** JOB **
Write out all of the material below again word for word, leaving out the pictures.

↓

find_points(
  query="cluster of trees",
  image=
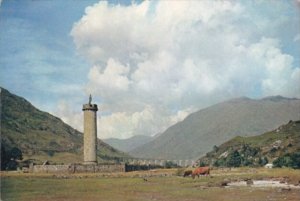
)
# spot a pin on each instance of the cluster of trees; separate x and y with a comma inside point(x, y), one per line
point(288, 160)
point(10, 158)
point(247, 156)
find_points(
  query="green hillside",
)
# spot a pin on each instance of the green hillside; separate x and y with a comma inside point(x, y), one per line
point(199, 131)
point(42, 136)
point(282, 143)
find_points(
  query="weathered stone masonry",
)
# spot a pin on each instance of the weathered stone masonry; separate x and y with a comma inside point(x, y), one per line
point(90, 133)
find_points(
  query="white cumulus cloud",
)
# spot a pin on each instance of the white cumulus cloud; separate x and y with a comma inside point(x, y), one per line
point(155, 62)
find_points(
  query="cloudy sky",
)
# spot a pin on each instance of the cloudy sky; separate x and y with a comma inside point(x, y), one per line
point(147, 64)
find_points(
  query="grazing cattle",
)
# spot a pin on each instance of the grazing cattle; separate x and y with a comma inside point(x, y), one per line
point(187, 173)
point(200, 171)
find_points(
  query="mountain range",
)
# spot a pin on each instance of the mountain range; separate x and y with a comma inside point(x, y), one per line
point(200, 131)
point(258, 150)
point(41, 136)
point(129, 144)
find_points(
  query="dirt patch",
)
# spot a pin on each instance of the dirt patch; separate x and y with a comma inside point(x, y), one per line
point(263, 184)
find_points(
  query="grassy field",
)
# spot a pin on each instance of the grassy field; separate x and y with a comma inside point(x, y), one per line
point(148, 185)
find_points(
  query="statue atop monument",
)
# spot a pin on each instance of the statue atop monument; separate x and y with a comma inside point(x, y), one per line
point(90, 99)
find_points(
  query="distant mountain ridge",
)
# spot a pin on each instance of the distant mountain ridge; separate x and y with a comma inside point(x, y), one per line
point(42, 136)
point(129, 144)
point(200, 131)
point(258, 150)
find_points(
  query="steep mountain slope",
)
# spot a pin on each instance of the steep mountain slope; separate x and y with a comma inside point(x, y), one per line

↑

** OUTPUT FOR THIS EXERCISE **
find_points(
  query="cluster of trees",
  image=
)
# spot a pin on each instance of the cluster of trees; separate x and y with a comma inside point(x, y), one per line
point(288, 160)
point(10, 158)
point(247, 156)
find_points(
  query="green hillside",
)
# spot a pin on each instance of the green hillside; separate x and y with a comma inside point(x, y), one per line
point(199, 131)
point(42, 136)
point(282, 143)
find_points(
  query="weathered stone masonry",
)
# spot a pin on each instance of the weathered stone masonry; separate x and y with a comma inside point(x, y), one per line
point(90, 133)
find_points(
  query="white cumulus cloud",
)
# spot a pin on each instance of the white cumulus cloud; separate x and y with a comma inside point(x, y), one per line
point(155, 62)
find_points(
  query="cloudy sky",
)
# spot a pin on each instance of the cloudy sky; separate x and y with a comma inside point(x, y), one per line
point(147, 64)
find_points(
  query="grazing cattle",
)
# spot a pin on each instance of the grazing cattle; separate x and y with a comma inside point(x, y), one per line
point(187, 173)
point(200, 171)
find_points(
  query="mountain range",
)
# spot a pin on each instance of the mountain range; separate x and y with a comma inside point(x, y), one per line
point(200, 131)
point(258, 150)
point(41, 136)
point(129, 144)
find_points(
  query="dirt patch",
)
# spot a pin on each instance of the dirt patch; separate x and y with a comma inside point(x, y), one per line
point(263, 184)
find_points(
  query="grassy field",
)
# spot a pin on each instance of the grassy field; separate x and y with a comma inside point(x, y), one per line
point(148, 185)
find_points(
  query="statue atop monument",
)
# spot a pin on each instance of the statue atop monument; separate x and y with a comma inside point(x, y), one per line
point(90, 99)
find_points(
  query="distant mountain ridge",
)
# spot a pin on each instance of the distant mountain ridge; separate x and y with a comma inside point(x, y), one per line
point(42, 136)
point(129, 144)
point(200, 131)
point(258, 150)
find_points(
  query="steep mountain slope",
)
# spot a pin on each instance of the steep mountain slope; separate x and y with a comma inside point(x, y), one per line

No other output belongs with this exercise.